#### Task details
Your copy should match the entries exactly, with the pictures left out.

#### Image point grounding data
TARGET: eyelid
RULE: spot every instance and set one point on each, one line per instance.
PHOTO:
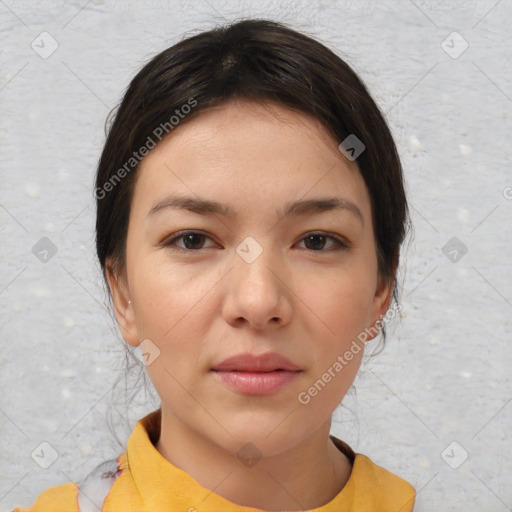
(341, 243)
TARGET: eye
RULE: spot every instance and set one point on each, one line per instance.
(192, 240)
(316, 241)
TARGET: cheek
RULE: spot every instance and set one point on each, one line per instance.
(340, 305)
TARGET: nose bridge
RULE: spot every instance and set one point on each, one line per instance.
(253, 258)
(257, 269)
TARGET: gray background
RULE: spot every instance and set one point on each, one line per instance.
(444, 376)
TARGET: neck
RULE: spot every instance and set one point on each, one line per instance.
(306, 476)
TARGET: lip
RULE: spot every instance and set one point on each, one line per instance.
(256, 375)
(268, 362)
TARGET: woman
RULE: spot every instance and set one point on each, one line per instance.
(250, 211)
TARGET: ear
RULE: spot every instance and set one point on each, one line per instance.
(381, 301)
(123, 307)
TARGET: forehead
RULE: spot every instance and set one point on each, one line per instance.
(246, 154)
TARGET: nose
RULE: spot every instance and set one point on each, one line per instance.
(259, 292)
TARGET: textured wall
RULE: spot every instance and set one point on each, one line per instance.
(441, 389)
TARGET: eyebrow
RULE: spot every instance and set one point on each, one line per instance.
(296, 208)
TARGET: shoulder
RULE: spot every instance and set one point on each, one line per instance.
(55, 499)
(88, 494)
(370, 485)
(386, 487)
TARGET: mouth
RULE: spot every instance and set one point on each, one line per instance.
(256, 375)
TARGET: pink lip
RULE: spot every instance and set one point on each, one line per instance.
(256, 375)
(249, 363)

#### Result of this task
TARGET: eyelid
RULE: spot every instance and set one point on each, one line per instance.
PHOTO:
(341, 243)
TARGET: eye
RULE: spot every instance and set one point on each, one line per instance.
(192, 240)
(316, 241)
TARGET: cheek
RULE: spot every instance and set one point on each, one line per instance.
(340, 305)
TARGET: nose bridge
RULE: spot every instance and set one point on each, one line per instance.
(253, 258)
(257, 269)
TARGET: gray background
RULE: spot every instance and set one point on each, one line per instance.
(444, 376)
TARGET: neck
RULE: spot every instance and set one point on each, one line per instance.
(306, 476)
TARGET: lip
RULE: spot every instance and set one point on each, one line per instance.
(256, 375)
(268, 362)
TARGET: woman
RULE: spot every instance and set one point on each, one line per instance.
(250, 211)
TARGET: ear
RULE: spot every instance and set one point on each, one line per instance.
(381, 301)
(123, 307)
TARGET: forehead
RULE: spot every instance and set one point on each, one line per instance.
(246, 154)
TARGET: nose
RULE: spot every instance and set one point on each, one line per instance.
(259, 292)
TARGET: textured wall
RULE: spot every instance and set one point on each, one line per instance.
(441, 389)
TARGET: eyebrow
RULE: spot every instance and set one point on each, one line per instance.
(296, 208)
TARGET: shoulder
RULE: spot every instance and set one point on each, one line per instance.
(55, 499)
(88, 494)
(370, 485)
(386, 487)
TARGET: mouth
RULE: spot every instance and set one point on each, one line per instance.
(256, 375)
TARGET: pink lip
RULE: spot every instance and set one point on each, one line per instance.
(256, 375)
(249, 363)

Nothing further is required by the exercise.